-- SELECTED EXTRACT follows --

Eikev is one of the "Seven [portions] of Consolation." Since its Haftorah deals with redemption, we must accordingly say that the Torah portion does so as well.
As we find ourselves in a state of exile, redemption can be better understood by first discussing exile and its underlying causes. When we become aware of the cause of exile, we will know how to rectify it, which in turn will lead to the Redemption.
This can be compared to a physically ill person who knows the nature of his malady. He will then go to a doctor and know what to say to him. The doctor in turn will then know how to heal him. Thus, the very awareness of illness and its symptoms is already "half the cure."
The same is true with regard to exile. Knowledge of its cause is the beginning of redemption, for knowing what brought on an exile prompts the nation to heal itself and thus attain a state of redemption.
In the portion of Eikev, Moshe reviews the Jewish people's 40-year sojourn in the desert, a place he describes as "great and fearful, filled with snakes, fiery serpents and scorpions."
All the above not only describes the desert, then, but also our present exile, existing as we do in the "desert of nations." Knowledge of these details is in fact a consolation, for when we know how to extricate ourselves from the desert, and go on to do so, then the current state of exile ceases.
In describing the desert as a great desert, we come to understand the primary reason why exile among the nations is described as being in a "desert of nations." It is because Jews are a distinct minority there, just as a desert is sparsely inhabited.
This, unfortunately, may lead the Jews to see the desert as indeed "great," and the un-Jewishness of the environment so vast that they feel unable to withstand the culture and mores that seem to engulf them.
In truth, absolutely nothing can impede a Jew in his spiritual service of Torah and mitzvos. When a Jew acts with pride and displays his Judaism unabashedly, then "all the nations of the world behold that G-d's Name is upon you, and they fear you."

-- SELECTED EXTRACT concluded --

> [EXERCISE A]: In the commentary on the Torah portion Eikev, why is knowing the cause of exile described as the beginning of redemption? Answer in one to three sentences.
> [EXERCISE B]: Carry on the commentary on the Torah portion Eikev, starting after its final sentence.

-- MATERIAL PROVIDED follows --

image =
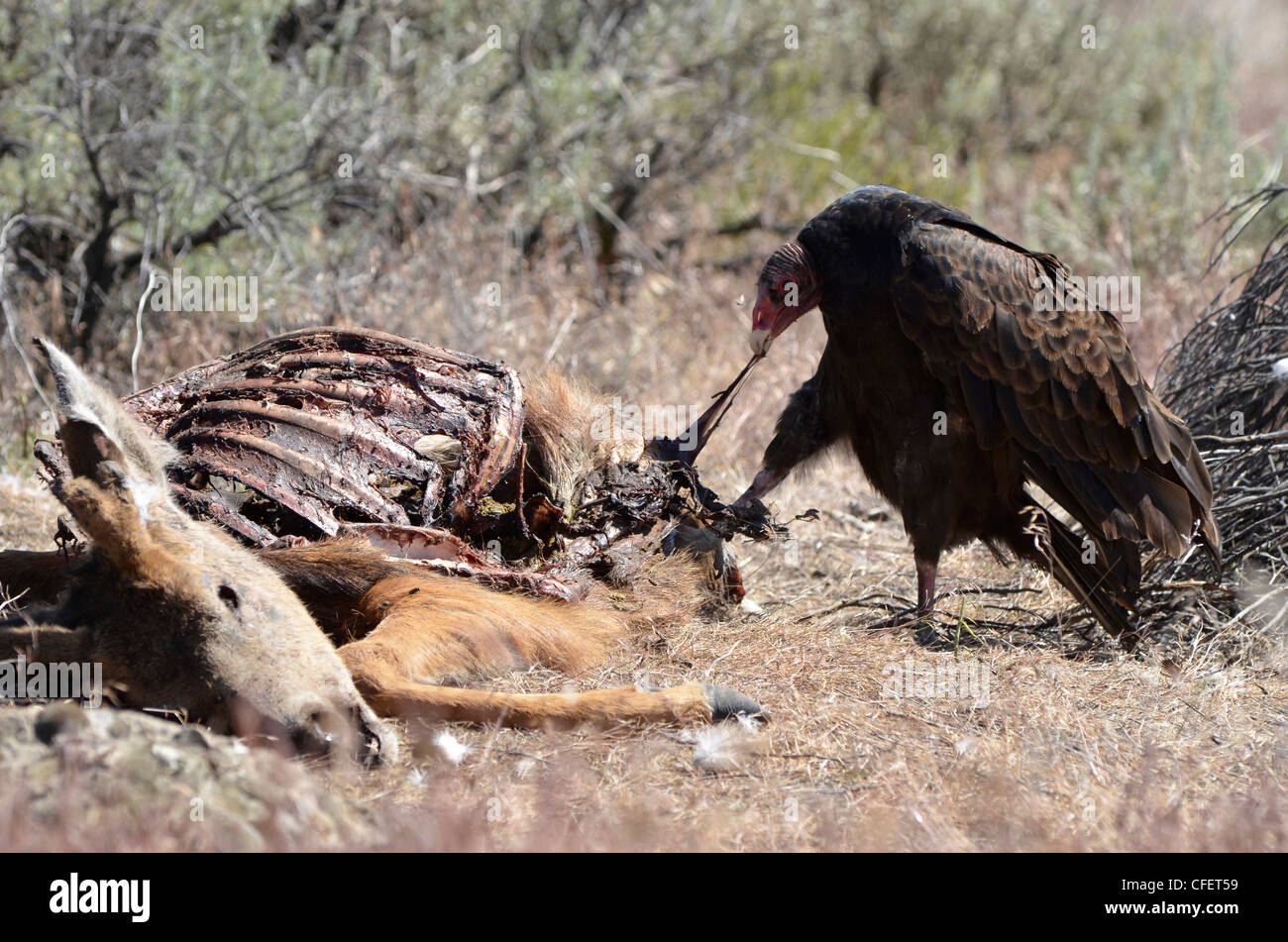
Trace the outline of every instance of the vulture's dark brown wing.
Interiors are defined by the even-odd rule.
[[[952,211],[911,223],[902,246],[900,327],[960,387],[983,445],[1014,440],[1034,483],[1108,539],[1144,537],[1179,556],[1198,530],[1218,552],[1189,430],[1141,378],[1118,319],[1054,256]],[[1046,288],[1068,292],[1064,310],[1043,310]]]

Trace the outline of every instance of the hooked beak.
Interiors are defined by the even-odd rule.
[[[769,300],[769,293],[761,291],[756,297],[756,306],[751,311],[751,333],[747,337],[751,344],[751,353],[756,356],[768,354],[769,345],[774,341],[774,337],[787,327],[786,323],[779,326],[779,322],[783,319],[782,313],[782,309],[777,308]]]

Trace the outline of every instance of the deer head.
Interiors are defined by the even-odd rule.
[[[300,600],[251,551],[174,502],[171,447],[63,351],[41,349],[71,467],[54,493],[91,546],[55,605],[19,613],[21,625],[10,619],[0,656],[98,661],[130,706],[274,735],[304,753],[390,758],[394,737]]]

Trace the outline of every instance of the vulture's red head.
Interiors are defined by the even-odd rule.
[[[769,353],[769,344],[801,314],[818,306],[822,284],[809,252],[800,242],[788,242],[760,269],[756,308],[751,313],[751,351]]]

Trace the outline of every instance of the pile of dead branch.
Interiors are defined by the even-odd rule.
[[[1285,192],[1267,187],[1225,211],[1213,264],[1249,226],[1276,211],[1279,221],[1256,265],[1168,351],[1159,381],[1159,395],[1185,417],[1212,474],[1222,571],[1217,582],[1199,552],[1154,560],[1141,623],[1159,641],[1216,643],[1240,659],[1288,624]]]

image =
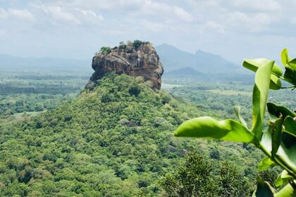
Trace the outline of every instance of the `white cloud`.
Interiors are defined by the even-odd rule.
[[[192,22],[193,18],[190,13],[183,8],[176,6],[171,6],[165,3],[146,0],[142,5],[141,13],[150,15],[158,15],[166,19],[180,19],[185,22]]]
[[[35,8],[42,10],[45,14],[49,15],[54,20],[55,25],[59,25],[59,23],[80,24],[80,21],[70,12],[64,10],[61,6],[47,6],[44,4],[38,5],[33,4],[31,6]]]
[[[281,4],[276,0],[232,0],[230,5],[243,9],[260,11],[274,11],[281,8]]]
[[[152,32],[159,32],[166,29],[166,25],[160,23],[151,22],[149,20],[143,20],[140,23],[144,28]]]
[[[193,20],[193,18],[191,14],[185,11],[183,8],[175,6],[173,9],[176,15],[182,20],[186,22],[192,22]]]
[[[247,32],[262,32],[269,27],[272,20],[264,13],[246,13],[234,12],[226,15],[226,24],[228,27],[238,31],[247,31]]]
[[[6,11],[0,8],[0,19],[15,18],[25,20],[34,20],[33,14],[27,9],[11,9]]]
[[[104,20],[104,17],[101,15],[97,15],[92,10],[82,10],[78,8],[75,8],[75,10],[83,15],[85,20],[92,23],[97,23]]]
[[[214,30],[218,33],[225,34],[226,30],[225,27],[215,21],[208,21],[205,25],[206,29],[209,29],[211,30]]]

-- MATERIAL PROVIDED concluded --

> [OUTPUT A]: Knowing what brought on an exile prompts the nation to heal itself, and so it reaches a state of redemption. The commentary compares this to a sick person who knows the nature of his illness. He can tell the doctor what is wrong, and the doctor then knows how to heal him.

> [OUTPUT B]:
But when a Jew thinks that the "desert of the nations" is "great" and that he himself is puny, this in itself serves to perpetuate a state of exile.
Thinking of the world as a "great desert" can lead to an even greater descent: A person might not only think of himself as puny in comparison to the "great desert," but feel abject fear, thinking that the "other" has total control over him. He then becomes afraid to act like a Jew even when not in direct contact with the world, for maybe someone in that "great and fearsome desert" will become aware of his Jewish actions, even though they are performed only in the privacy of his own home.
This leads to being bitten by the "snake," which our sages describe as having "searing venom." In spiritual terms, this means that the person becomes totally engrossed by the heat and passions of the world around him, thereby diminishing his passion for Judaism.
This absorption leads to an encounter with the "fiery serpent" - becoming so smitten by the heat of worldly matters that the fire of Judaism is utterly extinguished. In turn, this leads to the "cold venom" of the scorpion, which renders its victims entirely "cold" to spiritual matters.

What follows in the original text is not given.